TASK DESCRIPTION
Please take the lines from the one holding "Target: domed tower" through the one holding "Target: white villa with arcade" in the data below and copy them exactly.

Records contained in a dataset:
━━━━━━
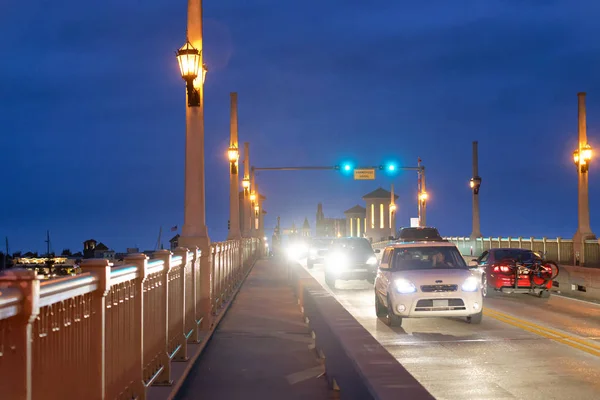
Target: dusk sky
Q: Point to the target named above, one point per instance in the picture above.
(93, 112)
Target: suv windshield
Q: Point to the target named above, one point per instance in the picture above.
(430, 257)
(320, 243)
(353, 244)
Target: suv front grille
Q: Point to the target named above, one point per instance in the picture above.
(439, 288)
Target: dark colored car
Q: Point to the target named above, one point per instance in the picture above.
(515, 271)
(416, 234)
(349, 259)
(317, 250)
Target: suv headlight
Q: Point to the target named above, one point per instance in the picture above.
(471, 284)
(405, 286)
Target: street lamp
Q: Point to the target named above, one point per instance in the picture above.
(233, 155)
(246, 185)
(475, 184)
(189, 65)
(582, 159)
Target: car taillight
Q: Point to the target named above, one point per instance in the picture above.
(502, 269)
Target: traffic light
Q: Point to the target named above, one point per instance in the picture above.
(345, 167)
(391, 168)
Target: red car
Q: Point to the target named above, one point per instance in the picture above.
(515, 271)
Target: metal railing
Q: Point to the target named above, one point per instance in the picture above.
(113, 331)
(558, 249)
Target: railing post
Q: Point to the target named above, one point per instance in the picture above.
(185, 261)
(164, 379)
(21, 382)
(101, 268)
(207, 283)
(140, 260)
(558, 250)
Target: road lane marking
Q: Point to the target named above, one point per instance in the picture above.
(302, 376)
(569, 340)
(574, 299)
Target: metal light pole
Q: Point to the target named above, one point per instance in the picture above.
(475, 184)
(582, 158)
(422, 195)
(234, 155)
(194, 232)
(253, 203)
(246, 214)
(392, 212)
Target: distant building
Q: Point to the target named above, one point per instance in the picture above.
(174, 242)
(305, 228)
(93, 249)
(378, 220)
(356, 221)
(329, 227)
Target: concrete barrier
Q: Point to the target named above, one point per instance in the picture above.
(355, 362)
(581, 282)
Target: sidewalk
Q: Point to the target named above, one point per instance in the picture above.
(261, 348)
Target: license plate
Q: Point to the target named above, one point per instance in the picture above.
(440, 303)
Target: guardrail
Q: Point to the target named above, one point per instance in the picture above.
(558, 249)
(111, 332)
(355, 363)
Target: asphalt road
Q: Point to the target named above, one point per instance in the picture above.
(525, 348)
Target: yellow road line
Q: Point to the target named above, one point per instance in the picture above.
(569, 340)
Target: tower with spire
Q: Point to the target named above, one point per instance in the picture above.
(305, 228)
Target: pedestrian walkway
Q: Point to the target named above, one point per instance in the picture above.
(262, 348)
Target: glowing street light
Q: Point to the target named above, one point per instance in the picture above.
(188, 58)
(583, 158)
(233, 154)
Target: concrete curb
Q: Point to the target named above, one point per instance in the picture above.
(177, 385)
(354, 361)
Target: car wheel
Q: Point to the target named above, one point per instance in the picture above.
(475, 318)
(330, 280)
(380, 309)
(544, 294)
(392, 319)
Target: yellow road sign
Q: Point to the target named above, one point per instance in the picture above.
(364, 174)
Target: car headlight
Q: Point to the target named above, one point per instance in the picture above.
(404, 286)
(471, 284)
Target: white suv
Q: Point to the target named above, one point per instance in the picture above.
(426, 279)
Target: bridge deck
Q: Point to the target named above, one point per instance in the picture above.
(261, 349)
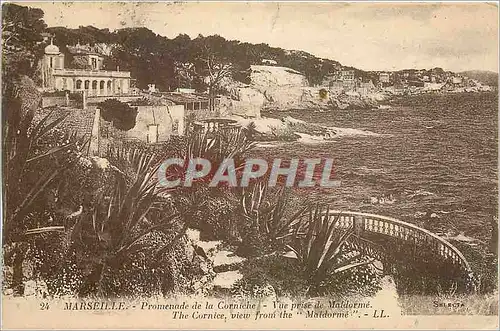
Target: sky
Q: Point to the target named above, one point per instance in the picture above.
(369, 36)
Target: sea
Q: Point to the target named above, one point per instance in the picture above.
(431, 160)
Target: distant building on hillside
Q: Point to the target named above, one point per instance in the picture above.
(87, 76)
(269, 62)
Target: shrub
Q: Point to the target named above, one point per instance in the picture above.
(120, 114)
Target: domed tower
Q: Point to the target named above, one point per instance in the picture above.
(52, 60)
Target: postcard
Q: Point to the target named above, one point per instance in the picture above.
(249, 165)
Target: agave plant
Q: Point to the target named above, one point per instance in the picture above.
(115, 227)
(231, 144)
(321, 247)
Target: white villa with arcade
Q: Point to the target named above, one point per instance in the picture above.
(90, 77)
━━━━━━
OUTPUT OF THE EXERCISE
Target: domed tower
Q: Point to the target named above, one point per instance in the picture above.
(52, 60)
Target: postcard
Q: Point to the target named above, one point per instance in the picture above.
(249, 165)
Target: agave plant
Q: Point to the target named above, one point per instance in the picture above.
(115, 227)
(231, 144)
(321, 247)
Target: white villa with arcade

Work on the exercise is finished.